● Work order:
The data below needs to be returned exactly, line for line.

[Stored data entries]
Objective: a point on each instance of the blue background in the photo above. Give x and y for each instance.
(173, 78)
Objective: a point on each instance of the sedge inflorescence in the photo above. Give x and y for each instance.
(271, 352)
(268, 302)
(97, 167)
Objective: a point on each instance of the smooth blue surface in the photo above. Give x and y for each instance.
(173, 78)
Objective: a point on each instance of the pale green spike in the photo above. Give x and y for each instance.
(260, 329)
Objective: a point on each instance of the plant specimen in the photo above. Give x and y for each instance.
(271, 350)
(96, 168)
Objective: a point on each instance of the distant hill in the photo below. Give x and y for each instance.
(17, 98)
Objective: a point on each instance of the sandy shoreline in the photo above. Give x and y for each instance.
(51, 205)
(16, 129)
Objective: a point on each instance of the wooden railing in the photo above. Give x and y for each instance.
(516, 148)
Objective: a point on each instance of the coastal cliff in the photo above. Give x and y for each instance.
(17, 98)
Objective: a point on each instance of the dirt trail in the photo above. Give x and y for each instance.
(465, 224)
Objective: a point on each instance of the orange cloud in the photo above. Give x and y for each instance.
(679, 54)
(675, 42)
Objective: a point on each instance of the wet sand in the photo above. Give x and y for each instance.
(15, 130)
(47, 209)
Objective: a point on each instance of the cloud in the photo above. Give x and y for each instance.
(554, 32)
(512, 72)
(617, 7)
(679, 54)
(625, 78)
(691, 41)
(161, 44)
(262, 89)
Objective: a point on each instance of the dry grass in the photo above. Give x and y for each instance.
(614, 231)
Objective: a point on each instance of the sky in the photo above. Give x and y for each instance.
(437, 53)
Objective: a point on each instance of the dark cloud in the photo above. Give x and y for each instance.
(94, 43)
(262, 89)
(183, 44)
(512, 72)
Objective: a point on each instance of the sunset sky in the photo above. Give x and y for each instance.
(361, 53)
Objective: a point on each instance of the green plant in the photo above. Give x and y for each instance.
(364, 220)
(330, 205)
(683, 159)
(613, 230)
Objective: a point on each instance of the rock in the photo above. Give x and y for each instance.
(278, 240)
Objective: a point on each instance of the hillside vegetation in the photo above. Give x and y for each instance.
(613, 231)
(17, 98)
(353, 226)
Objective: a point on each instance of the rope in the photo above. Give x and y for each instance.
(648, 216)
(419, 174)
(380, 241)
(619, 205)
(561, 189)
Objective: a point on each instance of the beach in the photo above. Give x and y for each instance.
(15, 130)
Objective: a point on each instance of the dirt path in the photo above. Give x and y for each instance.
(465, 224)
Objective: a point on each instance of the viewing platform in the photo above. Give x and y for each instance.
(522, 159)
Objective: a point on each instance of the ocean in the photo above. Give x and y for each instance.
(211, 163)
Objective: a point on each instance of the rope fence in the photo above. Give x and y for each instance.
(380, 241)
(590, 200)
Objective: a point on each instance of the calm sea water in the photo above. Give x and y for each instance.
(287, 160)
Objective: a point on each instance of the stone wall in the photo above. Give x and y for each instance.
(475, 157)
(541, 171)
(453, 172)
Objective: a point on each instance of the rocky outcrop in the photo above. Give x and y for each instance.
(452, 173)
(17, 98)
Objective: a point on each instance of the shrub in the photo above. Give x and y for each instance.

● Result below:
Objective: a point on each instance of the blue background in the photo above. Give x and y for each instance.
(173, 78)
Objective: a point on each instance of the sedge inflorescence in the photo above. Give x and y for each instance.
(271, 352)
(268, 302)
(97, 167)
Objective: a point on each instance of the smooth blue surface in the photo above. Give x and y for each instance.
(173, 78)
Objective: a point on each instance of the pale green spike in the photo above. Give x and y for each instance.
(260, 329)
Objective: a point on each instance of the plant specimen in the photo above. Give x and y for each instance.
(271, 350)
(96, 168)
Objective: a point on each instance of the distant hill in the photo below. Give x and y for each instance.
(17, 98)
Objective: a point on each instance of the sandy shoreline in the photo above. Give x and y for each instance.
(51, 205)
(16, 129)
Objective: a point on each instance of the wooden railing in the photo above. Give x and y for each instance.
(516, 148)
Objective: a point on each instance of the coastal cliff in the photo above. Give x and y for each instance.
(17, 98)
Objective: a point on each instance of the dirt trail in the photo above. Give x and y for each instance.
(465, 224)
Objective: a point on each instance of the orange cloud in the photo above. Give x and y for each instance.
(679, 54)
(675, 42)
Objective: a point on each instance of the wet sand in the photo above. Give x and y for each instance.
(15, 130)
(47, 209)
Objective: a point on each instance of the cloud in the photo above. Give x and y for each instance.
(554, 32)
(512, 72)
(617, 7)
(679, 54)
(625, 78)
(691, 41)
(161, 44)
(262, 89)
Objective: a point on each instance of the dry grass in the photo above. Give x and y for each instance.
(614, 231)
Objective: a point on each instance of the sky in the photo above. Give x and y for each instance.
(437, 53)
Objective: a point on each instance of the dark cloud in the photo above. Give x and y for each instance.
(94, 43)
(262, 89)
(183, 44)
(512, 72)
Objective: a point on each instance of the sunset sky in the photo above. Give x and y for each instance.
(361, 53)
Objective: a point on each instance of the green plant in the photo above. Give x and y for each instance.
(364, 220)
(330, 205)
(683, 159)
(613, 230)
Objective: a point on each instance of the rock in the photo above. Give x and y for each instance.
(278, 240)
Objective: a point on each instance of the hillside vegetation in the photo above. Give x and y for each instance.
(613, 231)
(17, 98)
(353, 226)
Objective: a point on each instance of the rope in the photo above. Give x and y for each instance.
(648, 216)
(419, 174)
(380, 241)
(619, 205)
(561, 189)
Objective: a point on each instance of the beach in the photo above. Give x and y for each instance.
(15, 130)
Objective: a point on each instance of the dirt path in the photo above. Give x and y for each instance.
(465, 224)
Objective: a point on each instance of the viewing platform in the photo above. Give x and y for each instance.
(522, 159)
Objective: a point on each instance of the ocean in the photo above. Give x and y for each instance.
(211, 163)
Objective: a point on each instance of the rope fence in the photo above. Give x and y for each instance.
(380, 241)
(590, 200)
Objective: a point on each instance of the calm sea water in the photo above. Give x and y for each instance.
(287, 160)
Objective: a point on each instance of the stone wall in the photo above. Give x and y for each instance.
(475, 157)
(541, 171)
(453, 172)
Objective: a point on each instance of the rocky outcrop in the photo above. Give x and y for each instance.
(452, 173)
(17, 98)
Objective: a point on each instance of the shrub in the photo above. Give x and y for each instance.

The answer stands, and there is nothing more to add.